(Object point labels)
=-=-=

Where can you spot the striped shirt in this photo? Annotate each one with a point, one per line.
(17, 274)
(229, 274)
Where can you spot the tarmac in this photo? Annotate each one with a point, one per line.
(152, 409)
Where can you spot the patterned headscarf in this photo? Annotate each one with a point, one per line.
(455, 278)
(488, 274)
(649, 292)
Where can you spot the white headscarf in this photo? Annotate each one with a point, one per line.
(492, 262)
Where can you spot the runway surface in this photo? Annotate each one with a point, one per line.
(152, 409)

=-=-=

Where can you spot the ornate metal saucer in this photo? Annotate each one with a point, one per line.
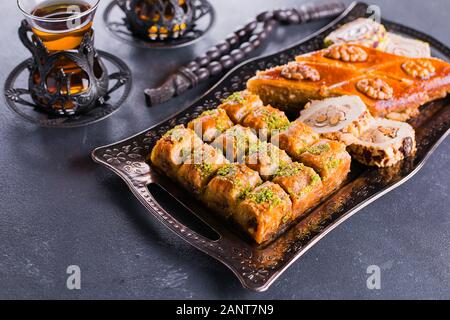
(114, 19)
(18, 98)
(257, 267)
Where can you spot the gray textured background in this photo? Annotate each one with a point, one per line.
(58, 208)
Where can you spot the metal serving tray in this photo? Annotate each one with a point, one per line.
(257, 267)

=-=-=

## Exercise aim
Count the lines in the records above that contain the string "metal", treating case as significant, and give only the number.

## The answer
2